- **Stated goal**
Could you continue the post about acclimating new aquarium fish, picking up after its last sentence?

- **Passage shown**

Went to the pet store last week and picked up an airstone, a beautiful dwarf gourami that I could not resist, and another bn pleco. 

My acclimation process was;

Float the bag in the tank for 15 min
Open top of bag, roll edges down into a makeshift floaty ring to keep bag afloat but separate for another 15 min.
Using 1/4 cup measuring cup, I introduce approx 1/8 cup tank water to bag, wait 30 minutes.
Repeat with another 1/8 cup, wait 30min
Repeat with 1/4 cup, wait 30-45min
Repeat with 1/4 cup/30-45 min wait until the bag is almost entirely tank water(takes most of the afternoon)
Net the fish from the bag and introduce to tank, dispose of bag and store water.

I know I should be doing this into a quarantine tank, and if I notice anything suspicious during the acclimation process I relocate my Betta into a bowl for a few weeks and the new fishy goes into his 5gal, but if the fish seems healthy, I tend to just go for it... <_<;; bad habit I know.

Anyway- this acclimation process has worked very well for me in the past, and I can say for sure the gourami is as happy as can be - his colors have brightened considerably over the past 3-4 days, and they looked great to begin with.

- **Record list**
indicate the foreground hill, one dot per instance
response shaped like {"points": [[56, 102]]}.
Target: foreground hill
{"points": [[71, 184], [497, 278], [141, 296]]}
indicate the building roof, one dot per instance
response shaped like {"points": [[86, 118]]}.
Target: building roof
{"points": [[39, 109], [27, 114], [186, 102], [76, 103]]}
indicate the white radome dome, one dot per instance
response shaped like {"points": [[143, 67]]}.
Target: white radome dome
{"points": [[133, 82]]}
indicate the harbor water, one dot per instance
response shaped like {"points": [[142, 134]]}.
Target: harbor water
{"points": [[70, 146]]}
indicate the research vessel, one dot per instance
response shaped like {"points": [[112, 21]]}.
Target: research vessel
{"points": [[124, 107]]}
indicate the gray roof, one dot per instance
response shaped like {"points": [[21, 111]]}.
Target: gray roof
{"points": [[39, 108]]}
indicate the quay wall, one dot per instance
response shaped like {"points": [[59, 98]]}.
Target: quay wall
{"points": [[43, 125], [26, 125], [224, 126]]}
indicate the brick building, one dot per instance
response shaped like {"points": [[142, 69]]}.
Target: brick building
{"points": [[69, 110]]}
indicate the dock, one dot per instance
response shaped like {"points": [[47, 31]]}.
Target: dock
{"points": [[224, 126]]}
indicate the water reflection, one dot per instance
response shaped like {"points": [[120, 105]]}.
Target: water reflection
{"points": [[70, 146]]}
...
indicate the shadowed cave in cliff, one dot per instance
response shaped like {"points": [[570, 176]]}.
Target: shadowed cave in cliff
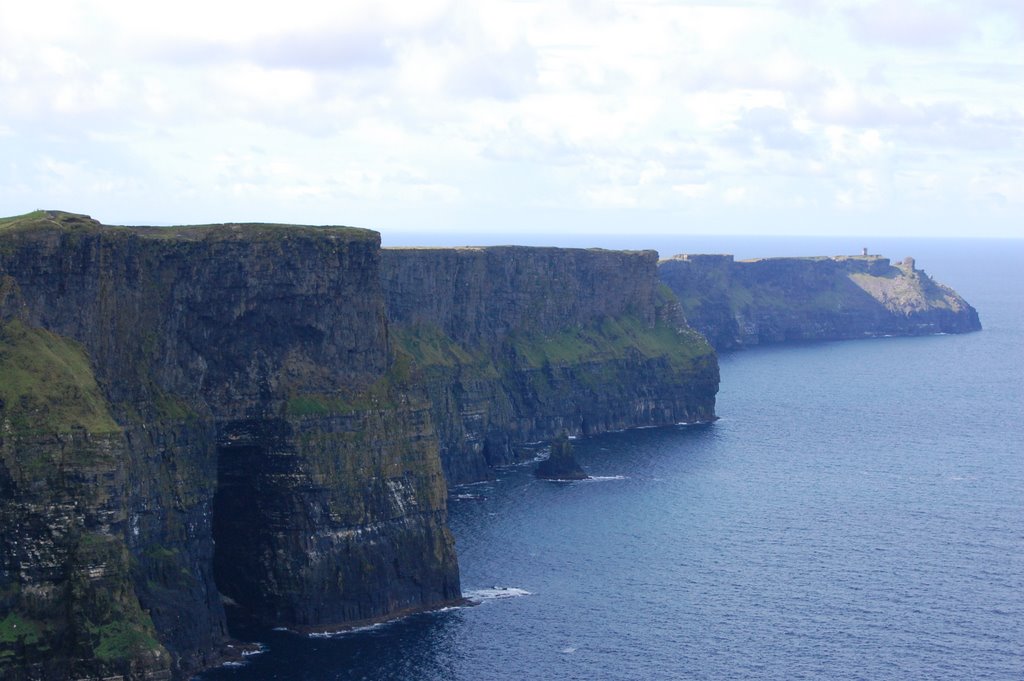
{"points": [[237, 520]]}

- **Exercise response**
As for the pleco - he hasn't died yet 
He, like all his recent predecessors, seems to have survived the acclimation process well enough. I haven't caught him eating anything yet, though. I picked up some omega shrimp pellets and some 'stick-to-the-glass' tuna wafers, but they seem to go ignored until they soften up enough for the guppies to get at them. Have tried omega algae wafers, omega shrimp pellets, hikari algae wafers, and those tetra brand tuna wafers. I catch him all over the glass at night, but there's no real algae growth there - at MOST it's the faintest hintings of the beginnings of a possible algae film. I doubt it's enough for him to live on. 

He spends most of his day hiding behind the filter, heater, or one of the sword plants, but he has started to venture out in the past day or two as he settles in... But in my experience a healthy pleco is a eating and pooping MACHINE, and I haven't seen that at all, so I dunno if the airstone is doing anything yet.

I do drop his food in about an hour after lights out, and it is gone in the morning, but he's not really pooping and my guppies are getting FAT so I think the food is going into the wrong tummies.
_Posted via Mobile Device_


----------



## 1077

I have a male /female pair of longfinned albino bristlenose,and one large, old, male Bristlenose.(common)
They enjoy New life spectrum (large pellet') and vegetable matter in the form of zuchinni,fleshy side of bananna skin,sweet red bell pepper,romain lettuce,spinach leaves.
Also feed mixture of cichlid pellet's and shrimp pellet's after dark for the catfish.
Acclimation sound's good but I would add the 1/4 cup tank water at a rate of every five to eight minutes.Should not need to wait 30 to 40 minutes .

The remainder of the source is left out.